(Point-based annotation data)

········

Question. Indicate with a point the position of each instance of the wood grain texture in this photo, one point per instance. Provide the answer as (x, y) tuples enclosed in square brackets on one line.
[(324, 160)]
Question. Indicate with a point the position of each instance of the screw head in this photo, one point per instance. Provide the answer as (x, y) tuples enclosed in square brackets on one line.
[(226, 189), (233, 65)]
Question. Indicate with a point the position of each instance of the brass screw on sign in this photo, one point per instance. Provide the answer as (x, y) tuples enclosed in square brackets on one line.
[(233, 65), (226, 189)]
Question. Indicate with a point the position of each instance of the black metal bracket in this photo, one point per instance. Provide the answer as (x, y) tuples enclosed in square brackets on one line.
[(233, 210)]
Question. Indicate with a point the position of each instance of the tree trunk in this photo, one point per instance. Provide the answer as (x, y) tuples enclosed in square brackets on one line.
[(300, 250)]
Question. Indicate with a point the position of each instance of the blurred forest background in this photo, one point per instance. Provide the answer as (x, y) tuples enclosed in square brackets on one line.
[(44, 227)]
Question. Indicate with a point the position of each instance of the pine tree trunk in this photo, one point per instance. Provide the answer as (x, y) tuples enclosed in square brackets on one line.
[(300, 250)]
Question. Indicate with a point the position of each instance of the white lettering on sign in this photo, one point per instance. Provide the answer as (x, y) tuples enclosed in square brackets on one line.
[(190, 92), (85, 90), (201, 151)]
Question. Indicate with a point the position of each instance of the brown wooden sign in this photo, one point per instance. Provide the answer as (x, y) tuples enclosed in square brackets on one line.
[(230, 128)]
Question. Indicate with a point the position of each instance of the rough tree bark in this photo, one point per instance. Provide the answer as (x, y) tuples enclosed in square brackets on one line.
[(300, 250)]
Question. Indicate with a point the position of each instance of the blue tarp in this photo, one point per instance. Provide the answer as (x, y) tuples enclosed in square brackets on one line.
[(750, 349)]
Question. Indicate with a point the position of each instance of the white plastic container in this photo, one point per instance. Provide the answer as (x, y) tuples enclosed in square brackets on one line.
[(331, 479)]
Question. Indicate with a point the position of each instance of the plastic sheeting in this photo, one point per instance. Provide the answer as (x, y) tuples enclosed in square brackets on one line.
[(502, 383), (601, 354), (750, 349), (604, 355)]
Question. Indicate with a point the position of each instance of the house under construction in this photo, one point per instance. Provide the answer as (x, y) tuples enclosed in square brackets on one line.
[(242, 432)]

········

▶ _YOUR OBJECTIVE_: Set out the stretch from the line containing "of the plastic" through the last line of the items, both ends included, as a Markdown table with columns "Row" and "Content". Number each line in the "Row" column and leave out blank lines.

▶ _WORKED SOLUTION_:
| Row | Content |
|---|---|
| 1 | Question. Indicate with a point the position of each instance of the plastic sheeting in this photo, one point per instance. Provide the answer as (x, y) tuples enclosed in square brackets on one line. |
| 2 | [(502, 383), (601, 354), (750, 349), (604, 355)] |
| 3 | Question. Indicate with a point the position of each instance of the house under construction in this photo, one point per instance. Provide the answer as (x, y) tuples enclosed in square brackets on one line. |
| 4 | [(242, 432)] |